▶ _EXERCISE DESCRIPTION_
From the records below, count the lines holding the string "strap". Only the number is wanted.

▶ _Photo-based referring expression data_
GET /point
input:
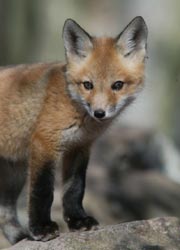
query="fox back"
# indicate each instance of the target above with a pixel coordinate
(52, 112)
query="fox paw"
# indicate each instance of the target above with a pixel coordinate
(45, 232)
(82, 224)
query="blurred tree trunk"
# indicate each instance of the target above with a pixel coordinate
(20, 30)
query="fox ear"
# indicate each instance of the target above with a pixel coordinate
(133, 39)
(77, 42)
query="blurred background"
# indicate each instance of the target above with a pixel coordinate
(135, 167)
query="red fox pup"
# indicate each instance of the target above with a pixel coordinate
(52, 113)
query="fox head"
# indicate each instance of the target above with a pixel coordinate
(105, 74)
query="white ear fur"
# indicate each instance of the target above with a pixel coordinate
(133, 39)
(77, 42)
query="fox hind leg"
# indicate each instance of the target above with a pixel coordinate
(11, 183)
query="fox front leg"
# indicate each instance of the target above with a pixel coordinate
(41, 197)
(74, 175)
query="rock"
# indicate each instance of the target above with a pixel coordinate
(155, 234)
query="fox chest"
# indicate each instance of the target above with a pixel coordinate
(79, 135)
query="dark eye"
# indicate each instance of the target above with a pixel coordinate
(117, 85)
(88, 85)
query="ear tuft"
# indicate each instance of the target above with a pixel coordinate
(133, 38)
(77, 42)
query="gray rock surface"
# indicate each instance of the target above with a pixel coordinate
(155, 234)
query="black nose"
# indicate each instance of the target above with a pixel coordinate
(99, 113)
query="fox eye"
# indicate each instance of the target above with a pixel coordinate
(117, 85)
(88, 85)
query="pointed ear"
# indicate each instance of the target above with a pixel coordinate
(77, 42)
(133, 39)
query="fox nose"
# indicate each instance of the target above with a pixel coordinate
(99, 113)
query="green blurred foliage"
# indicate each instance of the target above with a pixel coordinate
(30, 31)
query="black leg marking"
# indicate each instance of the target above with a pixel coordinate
(41, 198)
(74, 177)
(13, 176)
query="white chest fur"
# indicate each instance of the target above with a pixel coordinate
(87, 132)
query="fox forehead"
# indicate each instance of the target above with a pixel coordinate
(104, 63)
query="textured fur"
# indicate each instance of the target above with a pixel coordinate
(47, 116)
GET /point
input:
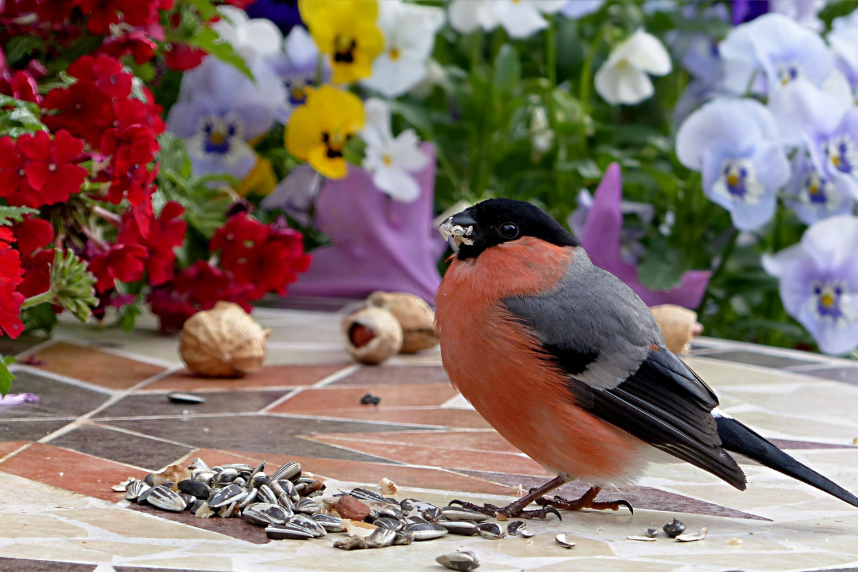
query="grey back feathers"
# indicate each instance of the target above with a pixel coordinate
(593, 314)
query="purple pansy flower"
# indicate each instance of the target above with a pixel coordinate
(813, 195)
(734, 143)
(773, 51)
(602, 239)
(827, 126)
(819, 282)
(284, 13)
(219, 110)
(297, 67)
(377, 243)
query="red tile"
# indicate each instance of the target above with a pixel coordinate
(490, 440)
(267, 377)
(395, 374)
(70, 470)
(96, 367)
(367, 473)
(10, 447)
(442, 458)
(328, 399)
(462, 418)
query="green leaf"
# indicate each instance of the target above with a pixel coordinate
(73, 285)
(6, 377)
(507, 69)
(128, 316)
(39, 317)
(10, 215)
(661, 266)
(210, 41)
(206, 9)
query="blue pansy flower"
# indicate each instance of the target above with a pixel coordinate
(813, 195)
(298, 68)
(733, 142)
(219, 110)
(771, 52)
(827, 126)
(819, 282)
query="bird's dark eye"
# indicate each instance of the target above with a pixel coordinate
(509, 230)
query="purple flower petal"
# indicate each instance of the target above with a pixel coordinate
(601, 239)
(377, 243)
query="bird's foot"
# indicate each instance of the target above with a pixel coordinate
(512, 510)
(586, 501)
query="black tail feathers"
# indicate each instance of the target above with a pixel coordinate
(737, 438)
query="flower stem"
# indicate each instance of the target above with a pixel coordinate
(110, 217)
(38, 299)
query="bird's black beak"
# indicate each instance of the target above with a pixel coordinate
(460, 227)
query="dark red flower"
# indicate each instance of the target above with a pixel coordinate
(266, 257)
(106, 72)
(137, 43)
(12, 176)
(84, 110)
(37, 273)
(182, 57)
(10, 311)
(197, 287)
(32, 234)
(124, 262)
(159, 235)
(48, 168)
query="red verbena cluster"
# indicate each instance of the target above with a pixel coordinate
(25, 271)
(254, 259)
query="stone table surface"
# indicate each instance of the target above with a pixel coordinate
(103, 416)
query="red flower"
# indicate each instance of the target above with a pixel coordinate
(10, 311)
(124, 262)
(32, 234)
(50, 174)
(12, 179)
(37, 273)
(197, 287)
(266, 257)
(103, 13)
(137, 43)
(182, 57)
(10, 276)
(159, 235)
(83, 108)
(106, 72)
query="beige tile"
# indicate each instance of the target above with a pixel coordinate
(38, 526)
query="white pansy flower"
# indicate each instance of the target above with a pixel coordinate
(623, 78)
(257, 37)
(520, 18)
(391, 160)
(409, 38)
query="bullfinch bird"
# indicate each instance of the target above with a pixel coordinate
(568, 364)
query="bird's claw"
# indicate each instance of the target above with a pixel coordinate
(509, 511)
(584, 502)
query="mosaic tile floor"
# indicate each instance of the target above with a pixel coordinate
(103, 416)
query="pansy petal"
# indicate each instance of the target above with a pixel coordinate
(520, 19)
(397, 183)
(832, 241)
(775, 264)
(647, 53)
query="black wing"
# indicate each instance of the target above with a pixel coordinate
(596, 330)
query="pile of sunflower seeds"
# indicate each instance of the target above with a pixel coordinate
(294, 507)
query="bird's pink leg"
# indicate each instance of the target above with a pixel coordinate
(517, 509)
(588, 500)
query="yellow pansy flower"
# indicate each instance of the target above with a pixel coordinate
(261, 179)
(319, 129)
(345, 31)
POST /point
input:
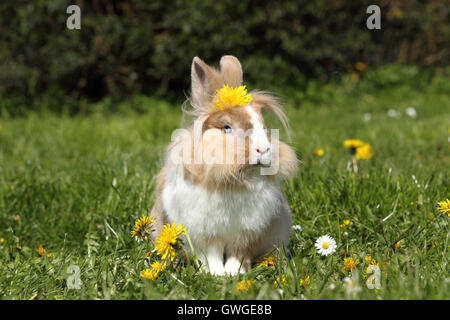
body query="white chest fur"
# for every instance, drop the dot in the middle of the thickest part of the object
(224, 215)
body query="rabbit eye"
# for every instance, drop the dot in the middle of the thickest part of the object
(226, 129)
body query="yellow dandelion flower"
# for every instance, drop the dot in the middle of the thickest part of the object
(364, 152)
(280, 281)
(349, 264)
(167, 240)
(154, 271)
(266, 262)
(228, 97)
(353, 143)
(318, 152)
(244, 285)
(148, 274)
(40, 250)
(142, 229)
(444, 207)
(345, 223)
(304, 282)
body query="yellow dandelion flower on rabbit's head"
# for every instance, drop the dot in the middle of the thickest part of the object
(444, 207)
(167, 239)
(141, 229)
(229, 97)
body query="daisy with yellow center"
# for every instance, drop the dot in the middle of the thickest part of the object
(444, 207)
(350, 264)
(325, 245)
(142, 228)
(228, 97)
(266, 262)
(167, 240)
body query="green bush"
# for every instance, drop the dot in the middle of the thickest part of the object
(131, 46)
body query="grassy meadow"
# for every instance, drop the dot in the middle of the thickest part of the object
(76, 185)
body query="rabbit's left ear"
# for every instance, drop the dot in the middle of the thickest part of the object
(231, 71)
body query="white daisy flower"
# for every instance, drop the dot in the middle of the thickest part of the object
(325, 245)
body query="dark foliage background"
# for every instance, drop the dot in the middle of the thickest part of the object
(141, 46)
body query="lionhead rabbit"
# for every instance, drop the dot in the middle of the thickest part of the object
(213, 180)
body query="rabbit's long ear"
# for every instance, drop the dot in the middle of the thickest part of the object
(231, 71)
(205, 82)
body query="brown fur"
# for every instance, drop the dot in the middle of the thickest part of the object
(225, 177)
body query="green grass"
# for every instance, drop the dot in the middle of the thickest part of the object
(75, 185)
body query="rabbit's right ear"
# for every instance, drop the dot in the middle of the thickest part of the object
(205, 82)
(231, 71)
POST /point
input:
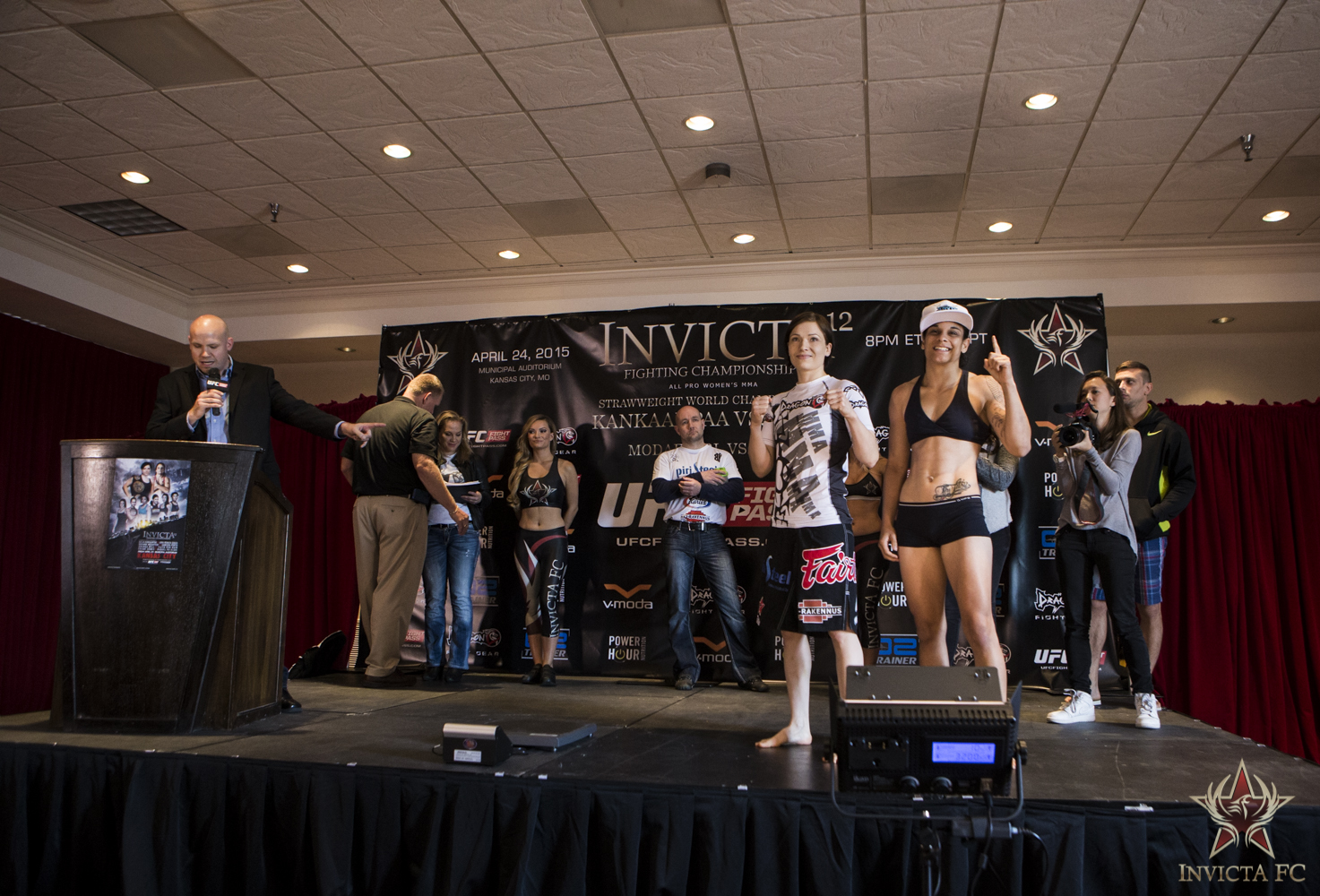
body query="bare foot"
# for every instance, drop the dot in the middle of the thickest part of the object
(789, 737)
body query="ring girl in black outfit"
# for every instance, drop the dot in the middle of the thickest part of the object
(932, 521)
(543, 493)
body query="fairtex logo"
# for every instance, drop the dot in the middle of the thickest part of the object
(828, 566)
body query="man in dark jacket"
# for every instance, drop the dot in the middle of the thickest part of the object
(1161, 486)
(237, 405)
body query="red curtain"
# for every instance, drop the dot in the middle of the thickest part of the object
(52, 387)
(323, 578)
(1242, 578)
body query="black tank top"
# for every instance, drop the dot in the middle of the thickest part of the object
(547, 491)
(957, 421)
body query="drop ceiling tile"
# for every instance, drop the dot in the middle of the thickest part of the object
(445, 89)
(823, 159)
(528, 254)
(594, 130)
(558, 75)
(335, 100)
(1278, 81)
(920, 228)
(678, 64)
(507, 24)
(770, 237)
(1062, 33)
(83, 70)
(536, 181)
(198, 210)
(621, 173)
(399, 228)
(829, 232)
(275, 39)
(183, 247)
(926, 105)
(242, 111)
(828, 200)
(929, 42)
(795, 112)
(218, 167)
(232, 272)
(746, 162)
(393, 30)
(801, 53)
(1013, 189)
(329, 235)
(493, 139)
(454, 187)
(663, 242)
(578, 248)
(1026, 147)
(1188, 30)
(907, 155)
(367, 145)
(745, 12)
(305, 157)
(476, 225)
(426, 259)
(1195, 217)
(1135, 142)
(357, 195)
(295, 205)
(647, 210)
(731, 203)
(1157, 90)
(1274, 133)
(365, 263)
(731, 112)
(1006, 95)
(1110, 185)
(56, 184)
(147, 120)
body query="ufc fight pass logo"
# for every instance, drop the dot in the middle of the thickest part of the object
(828, 566)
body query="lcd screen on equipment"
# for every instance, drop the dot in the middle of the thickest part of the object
(962, 754)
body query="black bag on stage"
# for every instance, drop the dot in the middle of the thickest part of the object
(318, 660)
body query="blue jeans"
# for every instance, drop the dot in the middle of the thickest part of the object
(451, 560)
(683, 549)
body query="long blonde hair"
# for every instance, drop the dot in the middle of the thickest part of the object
(523, 458)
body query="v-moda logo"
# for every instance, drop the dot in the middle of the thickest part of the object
(828, 566)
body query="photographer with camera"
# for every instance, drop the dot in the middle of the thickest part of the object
(1094, 457)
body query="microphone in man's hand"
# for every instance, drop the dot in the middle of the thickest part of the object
(214, 382)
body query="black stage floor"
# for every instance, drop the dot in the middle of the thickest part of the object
(651, 734)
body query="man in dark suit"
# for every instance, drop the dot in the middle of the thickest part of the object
(243, 410)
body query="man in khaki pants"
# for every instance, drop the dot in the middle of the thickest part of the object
(393, 474)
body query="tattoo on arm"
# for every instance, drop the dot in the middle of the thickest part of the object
(949, 493)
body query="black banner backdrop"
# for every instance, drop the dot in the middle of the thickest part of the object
(611, 383)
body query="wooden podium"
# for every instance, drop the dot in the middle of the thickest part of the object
(172, 650)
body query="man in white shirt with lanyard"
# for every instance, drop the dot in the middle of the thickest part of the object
(697, 482)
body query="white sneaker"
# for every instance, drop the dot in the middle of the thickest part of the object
(1077, 706)
(1147, 711)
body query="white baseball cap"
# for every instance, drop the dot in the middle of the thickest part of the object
(945, 310)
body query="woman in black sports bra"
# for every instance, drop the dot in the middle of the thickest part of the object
(932, 519)
(543, 493)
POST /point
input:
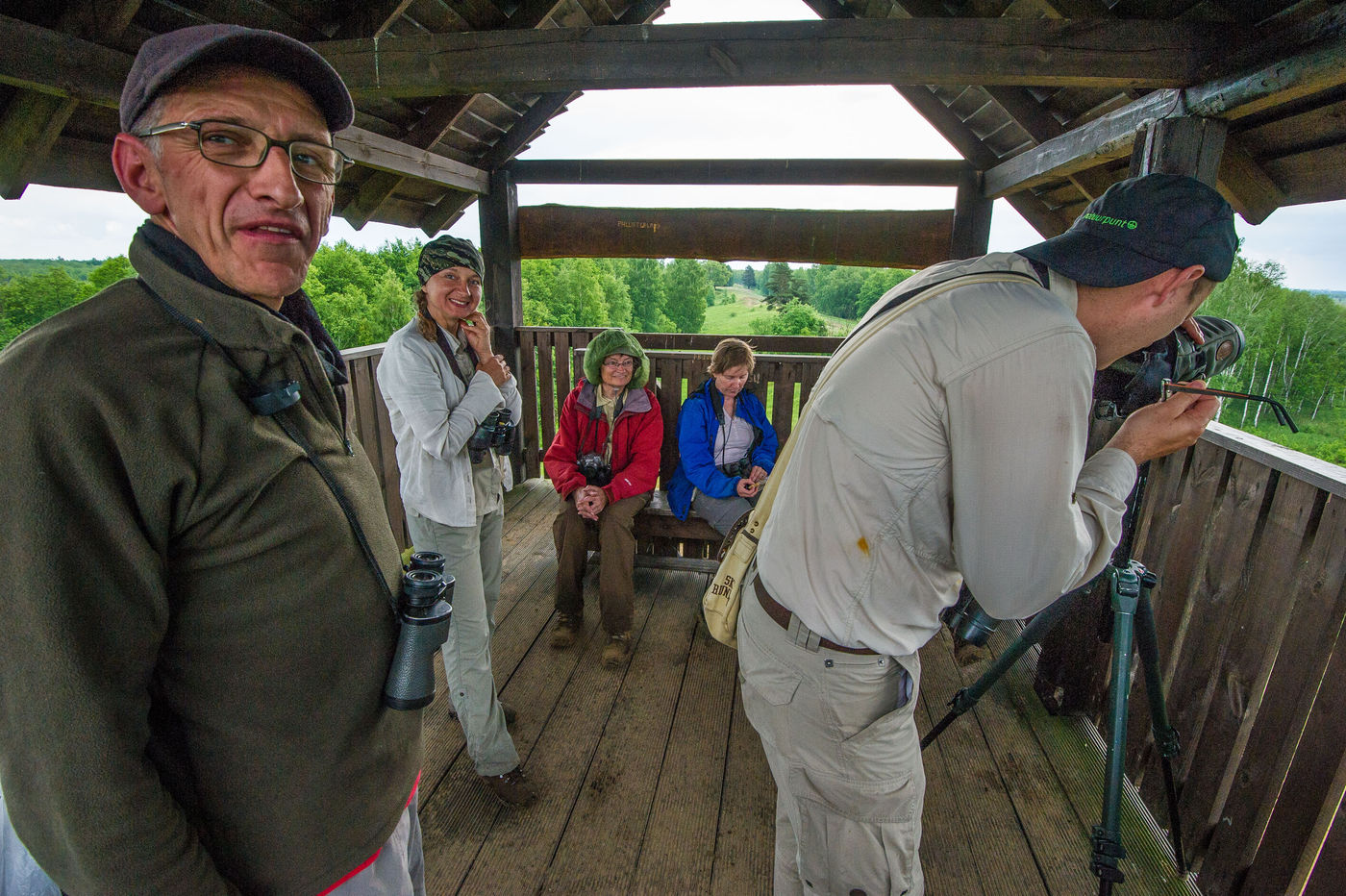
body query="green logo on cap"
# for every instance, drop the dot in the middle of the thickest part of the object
(1110, 222)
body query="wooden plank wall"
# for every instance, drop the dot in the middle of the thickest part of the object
(1249, 545)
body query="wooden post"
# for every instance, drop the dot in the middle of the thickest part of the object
(971, 218)
(1074, 662)
(1186, 145)
(504, 284)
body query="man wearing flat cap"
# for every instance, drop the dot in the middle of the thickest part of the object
(949, 445)
(194, 555)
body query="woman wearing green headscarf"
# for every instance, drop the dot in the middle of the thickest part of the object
(443, 386)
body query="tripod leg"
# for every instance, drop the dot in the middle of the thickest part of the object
(1166, 738)
(1107, 835)
(1032, 634)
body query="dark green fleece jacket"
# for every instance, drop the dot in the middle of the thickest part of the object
(192, 646)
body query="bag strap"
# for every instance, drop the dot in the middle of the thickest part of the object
(895, 307)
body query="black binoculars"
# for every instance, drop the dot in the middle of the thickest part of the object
(424, 613)
(493, 432)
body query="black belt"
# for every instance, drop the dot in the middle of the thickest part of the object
(781, 616)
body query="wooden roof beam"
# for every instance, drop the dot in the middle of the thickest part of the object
(1112, 137)
(33, 121)
(905, 172)
(902, 51)
(67, 66)
(877, 238)
(433, 127)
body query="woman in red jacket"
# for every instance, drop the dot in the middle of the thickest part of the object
(603, 463)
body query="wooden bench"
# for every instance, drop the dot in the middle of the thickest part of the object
(552, 361)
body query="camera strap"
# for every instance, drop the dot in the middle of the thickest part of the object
(441, 340)
(256, 390)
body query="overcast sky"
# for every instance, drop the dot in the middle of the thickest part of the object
(712, 123)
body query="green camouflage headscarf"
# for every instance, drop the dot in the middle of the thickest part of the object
(448, 252)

▶ _RESULT OF THIS EXERCISE_
2